Work to be completed:
Set the data down once more, exactly as it is written.

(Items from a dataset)

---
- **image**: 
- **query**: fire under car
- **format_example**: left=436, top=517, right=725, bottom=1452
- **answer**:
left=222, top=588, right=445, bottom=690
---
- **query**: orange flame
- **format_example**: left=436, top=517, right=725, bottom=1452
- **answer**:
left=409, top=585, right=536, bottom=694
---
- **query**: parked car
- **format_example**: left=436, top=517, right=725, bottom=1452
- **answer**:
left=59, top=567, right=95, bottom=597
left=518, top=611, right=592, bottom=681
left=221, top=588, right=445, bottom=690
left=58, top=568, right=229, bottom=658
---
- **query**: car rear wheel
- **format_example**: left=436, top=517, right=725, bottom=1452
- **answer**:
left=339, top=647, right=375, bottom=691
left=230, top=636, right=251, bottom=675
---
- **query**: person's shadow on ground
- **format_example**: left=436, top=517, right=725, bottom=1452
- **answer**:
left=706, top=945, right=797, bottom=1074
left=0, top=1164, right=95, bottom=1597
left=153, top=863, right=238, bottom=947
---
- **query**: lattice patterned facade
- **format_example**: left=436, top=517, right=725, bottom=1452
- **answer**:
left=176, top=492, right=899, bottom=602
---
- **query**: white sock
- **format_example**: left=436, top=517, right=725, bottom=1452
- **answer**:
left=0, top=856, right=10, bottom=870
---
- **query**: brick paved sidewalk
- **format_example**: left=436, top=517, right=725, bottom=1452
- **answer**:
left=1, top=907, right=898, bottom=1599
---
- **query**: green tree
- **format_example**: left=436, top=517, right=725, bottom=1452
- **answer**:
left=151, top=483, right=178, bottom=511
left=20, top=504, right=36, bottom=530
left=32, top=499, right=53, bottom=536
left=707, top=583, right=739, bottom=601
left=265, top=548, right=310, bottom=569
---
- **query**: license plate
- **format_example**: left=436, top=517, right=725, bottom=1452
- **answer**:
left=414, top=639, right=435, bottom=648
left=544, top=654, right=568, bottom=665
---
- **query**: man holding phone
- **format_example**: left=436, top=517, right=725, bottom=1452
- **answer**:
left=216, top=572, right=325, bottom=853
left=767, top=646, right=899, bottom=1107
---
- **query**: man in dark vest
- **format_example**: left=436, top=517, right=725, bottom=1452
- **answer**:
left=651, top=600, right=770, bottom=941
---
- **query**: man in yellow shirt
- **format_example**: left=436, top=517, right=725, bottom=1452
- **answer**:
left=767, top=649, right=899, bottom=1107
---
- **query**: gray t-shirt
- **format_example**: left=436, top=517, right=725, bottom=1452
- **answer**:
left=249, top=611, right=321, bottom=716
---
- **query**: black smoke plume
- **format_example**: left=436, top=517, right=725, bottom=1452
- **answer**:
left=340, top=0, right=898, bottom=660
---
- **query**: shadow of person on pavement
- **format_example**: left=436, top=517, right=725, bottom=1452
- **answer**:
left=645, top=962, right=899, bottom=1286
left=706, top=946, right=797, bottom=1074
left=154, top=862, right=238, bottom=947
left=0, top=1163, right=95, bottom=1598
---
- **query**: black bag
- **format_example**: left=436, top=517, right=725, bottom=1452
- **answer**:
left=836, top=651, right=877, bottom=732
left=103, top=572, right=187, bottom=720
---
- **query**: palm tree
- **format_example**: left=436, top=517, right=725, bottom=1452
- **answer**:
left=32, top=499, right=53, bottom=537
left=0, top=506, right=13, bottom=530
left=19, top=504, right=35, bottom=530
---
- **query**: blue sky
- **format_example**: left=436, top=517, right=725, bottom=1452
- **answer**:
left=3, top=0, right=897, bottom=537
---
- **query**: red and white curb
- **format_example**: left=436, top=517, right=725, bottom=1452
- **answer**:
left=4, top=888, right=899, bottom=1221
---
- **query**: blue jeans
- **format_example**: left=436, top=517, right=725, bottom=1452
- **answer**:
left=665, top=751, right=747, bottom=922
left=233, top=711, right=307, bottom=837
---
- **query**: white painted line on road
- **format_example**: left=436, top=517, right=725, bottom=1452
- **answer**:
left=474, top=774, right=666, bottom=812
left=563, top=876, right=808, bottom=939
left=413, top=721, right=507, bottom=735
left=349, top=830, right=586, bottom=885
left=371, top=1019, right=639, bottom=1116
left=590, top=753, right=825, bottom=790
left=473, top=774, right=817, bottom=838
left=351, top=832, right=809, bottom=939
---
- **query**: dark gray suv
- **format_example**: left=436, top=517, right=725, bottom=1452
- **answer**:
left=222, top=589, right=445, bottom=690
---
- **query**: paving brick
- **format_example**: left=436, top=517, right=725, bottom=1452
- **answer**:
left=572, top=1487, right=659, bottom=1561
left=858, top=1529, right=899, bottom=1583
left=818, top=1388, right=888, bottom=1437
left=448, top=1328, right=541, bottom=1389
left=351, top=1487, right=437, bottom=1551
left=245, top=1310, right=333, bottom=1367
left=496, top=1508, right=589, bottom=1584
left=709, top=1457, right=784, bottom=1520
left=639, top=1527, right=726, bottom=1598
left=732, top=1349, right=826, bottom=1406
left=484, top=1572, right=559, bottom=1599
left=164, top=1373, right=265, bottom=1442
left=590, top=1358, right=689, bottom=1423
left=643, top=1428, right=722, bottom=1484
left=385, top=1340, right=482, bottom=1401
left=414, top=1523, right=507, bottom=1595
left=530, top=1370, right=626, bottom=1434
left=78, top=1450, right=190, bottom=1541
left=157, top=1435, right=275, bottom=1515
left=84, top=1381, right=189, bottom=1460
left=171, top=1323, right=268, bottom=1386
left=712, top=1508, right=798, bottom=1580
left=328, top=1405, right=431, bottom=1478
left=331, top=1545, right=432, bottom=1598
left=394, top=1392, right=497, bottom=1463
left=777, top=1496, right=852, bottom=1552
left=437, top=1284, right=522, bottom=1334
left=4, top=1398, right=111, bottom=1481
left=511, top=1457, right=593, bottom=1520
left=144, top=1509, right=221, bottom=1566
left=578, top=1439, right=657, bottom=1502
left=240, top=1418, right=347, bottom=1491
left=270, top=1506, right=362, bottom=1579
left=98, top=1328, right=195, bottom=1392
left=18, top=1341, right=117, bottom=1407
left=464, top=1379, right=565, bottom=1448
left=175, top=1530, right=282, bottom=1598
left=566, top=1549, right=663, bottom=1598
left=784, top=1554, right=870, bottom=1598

Answer to the exercise:
---
- **image**: 
- **query**: fire under car
- **format_example**: left=436, top=517, right=725, bottom=1452
- **answer**:
left=222, top=588, right=445, bottom=690
---
- **query**: orange flame
- **format_example**: left=436, top=517, right=725, bottom=1452
- **answer**:
left=409, top=585, right=536, bottom=694
---
- **query**: parked car
- **format_example**: left=436, top=517, right=725, bottom=1452
- **answer**:
left=59, top=567, right=95, bottom=597
left=518, top=611, right=592, bottom=681
left=221, top=588, right=445, bottom=690
left=58, top=568, right=229, bottom=658
---
- **query**: car rear wheel
- **format_example**: left=436, top=517, right=725, bottom=1452
- **answer**:
left=339, top=647, right=375, bottom=691
left=230, top=636, right=251, bottom=675
---
- **query**: person's shadow on ground
- **format_example**: left=436, top=517, right=725, bottom=1452
- **answer**:
left=706, top=945, right=797, bottom=1074
left=0, top=1164, right=95, bottom=1597
left=153, top=863, right=238, bottom=947
---
- **query**: lattice patterned facade
- **format_example**: left=436, top=517, right=725, bottom=1452
- **answer**:
left=176, top=492, right=899, bottom=602
---
- **query**: white sock
- **format_example**: left=436, top=517, right=725, bottom=1452
- **answer**:
left=0, top=856, right=10, bottom=870
---
- **query**: brick paved sidewalk
- **format_example**: left=436, top=517, right=725, bottom=1452
- **answer**:
left=1, top=907, right=898, bottom=1599
---
- **query**: green tree
- **format_example**: left=436, top=517, right=725, bottom=1452
- **answer**:
left=151, top=483, right=178, bottom=511
left=20, top=504, right=36, bottom=530
left=32, top=499, right=53, bottom=536
left=707, top=583, right=739, bottom=601
left=265, top=548, right=310, bottom=569
---
- **query**: license plate
- **format_example**: left=436, top=517, right=725, bottom=1452
- **answer**:
left=414, top=639, right=435, bottom=648
left=544, top=654, right=568, bottom=665
---
- **query**: man holding phone
- **format_example**: left=436, top=517, right=725, bottom=1452
- **answer**:
left=216, top=572, right=325, bottom=853
left=767, top=646, right=899, bottom=1107
---
- **query**: man in dark vest
- **format_example**: left=436, top=517, right=725, bottom=1452
- **answer**:
left=651, top=600, right=770, bottom=941
---
- **query**: man in yellow shirt
- **format_example**: left=436, top=517, right=725, bottom=1452
- **answer**:
left=767, top=649, right=899, bottom=1107
---
- **query**: gray t-shirt
- **format_example**: left=436, top=517, right=725, bottom=1452
- **answer**:
left=249, top=611, right=321, bottom=716
---
- **query**: black smoke plume
- **format_example**: left=436, top=517, right=725, bottom=1452
- **answer**:
left=340, top=0, right=898, bottom=660
---
- **query**: shadow of person on pavement
- **format_example**: left=436, top=517, right=725, bottom=1452
- **answer**:
left=645, top=962, right=899, bottom=1286
left=706, top=946, right=797, bottom=1074
left=154, top=862, right=238, bottom=947
left=0, top=1163, right=95, bottom=1598
---
- **query**: black bag
- **format_example**: left=436, top=517, right=725, bottom=1452
- **answer**:
left=836, top=651, right=877, bottom=732
left=103, top=572, right=187, bottom=720
---
- **query**: palm tree
- **format_example**: left=436, top=517, right=725, bottom=1452
- **answer**:
left=32, top=499, right=53, bottom=537
left=0, top=506, right=13, bottom=530
left=19, top=504, right=35, bottom=530
---
- **query**: blue sky
- **format_example**: left=436, top=517, right=725, bottom=1452
- **answer**:
left=3, top=0, right=897, bottom=537
---
- **query**: red and white curb
- **format_example**: left=436, top=517, right=725, bottom=1452
- **answer**:
left=4, top=888, right=899, bottom=1221
---
- **query**: blue jeans
- **format_example**: left=436, top=517, right=725, bottom=1452
- **answer**:
left=665, top=751, right=747, bottom=922
left=233, top=711, right=307, bottom=837
---
- **query**: white painted line on road
- **format_example**: left=436, top=517, right=725, bottom=1452
- **answer**:
left=474, top=774, right=666, bottom=812
left=563, top=876, right=808, bottom=939
left=413, top=721, right=507, bottom=735
left=349, top=830, right=586, bottom=885
left=371, top=1019, right=639, bottom=1116
left=590, top=753, right=825, bottom=790
left=473, top=774, right=817, bottom=838
left=351, top=832, right=809, bottom=939
---
- **query**: dark gray suv
- **format_example**: left=436, top=517, right=725, bottom=1452
- **answer**:
left=222, top=589, right=445, bottom=690
---
- **query**: paving brick
- **format_example**: left=436, top=517, right=725, bottom=1452
- **answer**:
left=572, top=1487, right=659, bottom=1561
left=858, top=1529, right=899, bottom=1583
left=818, top=1388, right=888, bottom=1437
left=448, top=1328, right=541, bottom=1389
left=351, top=1487, right=437, bottom=1551
left=245, top=1310, right=333, bottom=1367
left=496, top=1508, right=589, bottom=1584
left=709, top=1457, right=784, bottom=1520
left=639, top=1527, right=726, bottom=1598
left=732, top=1349, right=826, bottom=1406
left=484, top=1572, right=559, bottom=1599
left=164, top=1373, right=265, bottom=1442
left=590, top=1358, right=689, bottom=1423
left=643, top=1428, right=722, bottom=1484
left=385, top=1340, right=482, bottom=1401
left=414, top=1523, right=507, bottom=1595
left=530, top=1370, right=626, bottom=1434
left=78, top=1450, right=190, bottom=1541
left=157, top=1435, right=275, bottom=1515
left=84, top=1381, right=189, bottom=1460
left=171, top=1323, right=268, bottom=1386
left=712, top=1508, right=798, bottom=1580
left=328, top=1405, right=431, bottom=1478
left=331, top=1545, right=432, bottom=1598
left=394, top=1392, right=497, bottom=1463
left=777, top=1496, right=852, bottom=1552
left=437, top=1284, right=522, bottom=1334
left=4, top=1398, right=111, bottom=1481
left=511, top=1457, right=593, bottom=1520
left=144, top=1509, right=221, bottom=1566
left=578, top=1439, right=657, bottom=1502
left=240, top=1418, right=347, bottom=1491
left=270, top=1506, right=362, bottom=1579
left=98, top=1328, right=195, bottom=1392
left=18, top=1341, right=117, bottom=1407
left=464, top=1379, right=565, bottom=1448
left=175, top=1530, right=282, bottom=1598
left=566, top=1549, right=663, bottom=1598
left=784, top=1554, right=870, bottom=1598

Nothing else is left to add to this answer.